■ INSTRUÇÕES DO EXERCÍCIO:
Devolva, sem alterar nada, o trecho do artigo sobre a pintura histórica de Parreiras que começa nas palavras "A precisão histórica" e termina logo depois de "Biográficos do P.".

A precisão histórica na correção da quantidade de personagens do croquis marca bem a imagem desse éthos
realista presente na totalidade da produção oficial do pintor:
24.
Há
uma outra alteração que nos parece necessária: a sentença condenatória de Frei
Miguelinho, conforme o documento transcrito nos “Traços Biográficos do P.
Miguel Joaquim de Almeida e Castro”, por Manoel Dantas, foi assinada por dez
juízes, que tantos eram os membros da comissão militar da Bahia.[16]
25. Noutro
parecer a respeito do croquis para O
julgamento de Felipe dos Santos, vemos no discurso o saber do destinador
Diogo de Vasconcelos determinar modalmente um dever ser, um dever fazer, um não
poder fazer ao enunciador pintor:
26.
[...]
para merecimento de valor histórico, temos de ser fieis
e realistas [...]. A liberdade [...] não pode ir até a extravagância. Um quadro
histórico tem por ponto cardial a veracidade e precisa ser útil para ser belo.
Um episódio histórico inventado perde sua razão de ser; não atinge o fim
de comover; não é belo e será quando muito bonito.[17]
27. O ator
do discurso, o historiador Vasconcelos, constrói a imagem de um éthos rigoroso,
exigente quanto à veracidade dos fatos: para ser verdadeiro, o pintor deve ser
fiel às fontes, deve moldar a sua imaginação com base em documentos dignos de
fé. Esses traços do destinador que determinam o éthos do discurso
oficial de Parreiras são levados em conta pelo pintor, como atesta o seguinte
trecho de outro documento, o memorial de Parreiras endereçado a Pedro Ernesto
para a realização do tríptico Fundação da cidade do Rio de Janeiro:
28.

■ DADOS APRESENTADOS:
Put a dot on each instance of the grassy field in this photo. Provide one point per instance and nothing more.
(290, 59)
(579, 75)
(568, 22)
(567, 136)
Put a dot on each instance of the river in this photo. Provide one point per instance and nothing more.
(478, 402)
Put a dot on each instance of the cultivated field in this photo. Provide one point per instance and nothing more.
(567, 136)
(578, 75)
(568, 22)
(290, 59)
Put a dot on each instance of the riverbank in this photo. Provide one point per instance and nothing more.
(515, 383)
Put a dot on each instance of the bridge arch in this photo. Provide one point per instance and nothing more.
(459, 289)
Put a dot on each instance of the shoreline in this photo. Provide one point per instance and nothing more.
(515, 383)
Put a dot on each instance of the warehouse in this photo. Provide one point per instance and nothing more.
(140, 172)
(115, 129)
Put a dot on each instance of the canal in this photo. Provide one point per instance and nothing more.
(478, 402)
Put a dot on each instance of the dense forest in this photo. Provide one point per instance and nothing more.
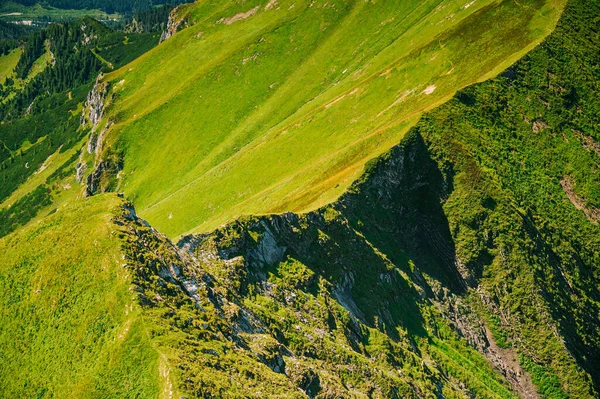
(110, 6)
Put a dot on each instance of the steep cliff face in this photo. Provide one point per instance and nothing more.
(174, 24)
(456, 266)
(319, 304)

■ RESULTADO:
A precisão histórica na correção da quantidade de personagens do croquis marca bem a imagem desse éthos
realista presente na totalidade da produção oficial do pintor:
24.
Há
uma outra alteração que nos parece necessária: a sentença condenatória de Frei
Miguelinho, conforme o documento transcrito nos “Traços Biográficos do P.